WHAT YOU WILL DO: Reproduce every line of the data below without changes, omitting the pictures.

# start of DATASET EXCERPTS

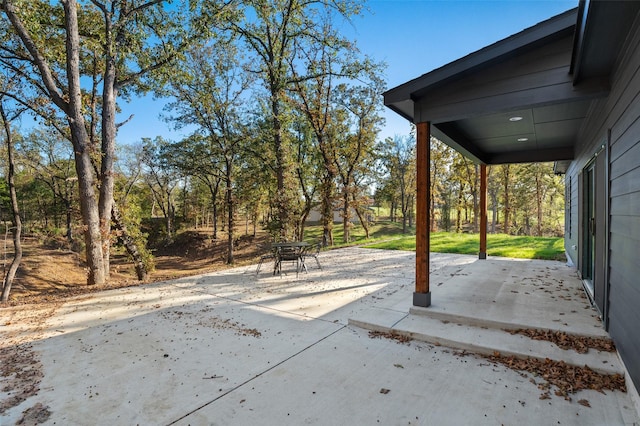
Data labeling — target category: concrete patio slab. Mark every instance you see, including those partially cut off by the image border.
[0,248,639,425]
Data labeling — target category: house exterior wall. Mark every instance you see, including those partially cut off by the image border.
[565,14,640,389]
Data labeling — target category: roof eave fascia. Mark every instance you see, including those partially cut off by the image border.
[569,0,591,85]
[384,8,577,106]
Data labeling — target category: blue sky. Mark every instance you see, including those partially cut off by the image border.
[118,0,578,144]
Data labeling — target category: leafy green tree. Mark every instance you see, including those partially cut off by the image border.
[161,39,251,264]
[334,73,384,242]
[0,0,224,284]
[232,0,361,239]
[141,136,182,241]
[376,135,416,233]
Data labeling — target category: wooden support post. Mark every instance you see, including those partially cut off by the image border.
[413,122,431,307]
[478,164,487,259]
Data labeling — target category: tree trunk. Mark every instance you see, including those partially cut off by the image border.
[353,195,369,240]
[0,101,22,302]
[111,203,149,281]
[63,0,106,285]
[98,47,118,279]
[226,161,235,265]
[342,187,351,243]
[502,164,511,234]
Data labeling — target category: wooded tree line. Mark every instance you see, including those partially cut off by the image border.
[375,135,564,236]
[0,0,560,300]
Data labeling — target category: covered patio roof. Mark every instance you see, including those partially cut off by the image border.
[384,1,640,167]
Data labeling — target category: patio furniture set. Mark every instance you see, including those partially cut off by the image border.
[256,241,322,277]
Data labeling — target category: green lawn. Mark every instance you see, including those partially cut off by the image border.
[367,232,565,260]
[305,221,566,261]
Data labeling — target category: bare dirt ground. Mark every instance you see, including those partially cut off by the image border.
[0,230,268,425]
[2,230,268,305]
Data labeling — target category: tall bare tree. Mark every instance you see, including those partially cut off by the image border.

# end of DATASET EXCERPTS

TASK RESULT:
Data labeling — target category: concrete patio slab. Mark every instance you see, including those partially cut off by the image border.
[0,248,639,425]
Data labeling — target category: house exterior wall. Mark every instance you see, including those partially cut off by the image border.
[565,14,640,389]
Data labeling — target category: roof eave fascia. Mark every instance you see, including those partially cut off by the image border.
[569,0,591,85]
[384,8,577,106]
Data labeling — target category: blue sky. Mark every instance you see, including those partially cut off by the image border.
[118,0,578,144]
Data labeling — target category: leafy green tree. Mark every instance you see, including those partially cut off by the image border.
[161,39,251,264]
[334,73,384,242]
[0,0,224,284]
[232,0,361,239]
[141,136,182,241]
[376,135,416,233]
Data labeling — target category: wooden support post. Mark every instance you see, including those partially cut off by the image border.
[413,122,431,307]
[478,164,487,259]
Data labeling — target category: tree trunk. Mark every instance you see, including those partially cut off by the image border.
[353,195,369,240]
[0,101,22,302]
[111,203,149,281]
[63,0,106,285]
[98,47,118,279]
[226,161,235,265]
[342,187,351,243]
[502,164,511,234]
Data labeling — target category: wooded tree line. Mark every instance you see, including those partially cut off by the image border.
[375,135,564,236]
[0,0,560,300]
Data labeling — target category: covered patio roof. Mark every instance you see, including those partially cut off by the image border.
[384,1,640,167]
Data labeling — target category: patio furniture set. Mark every instance you see, including those partially cut off by the image border.
[256,241,322,277]
Data labeling — target category: green lawn. Mark every instance you see, including those partially cut off by the image border.
[367,232,565,260]
[305,221,566,261]
Data labeling — target category: bare dirt ground. Mark every instance you see, including those partially cut off by the image border.
[0,230,268,425]
[2,230,268,305]
Data labeling — target category: tall bare tree. Mark every instance you see, including those partially cut off by the image border.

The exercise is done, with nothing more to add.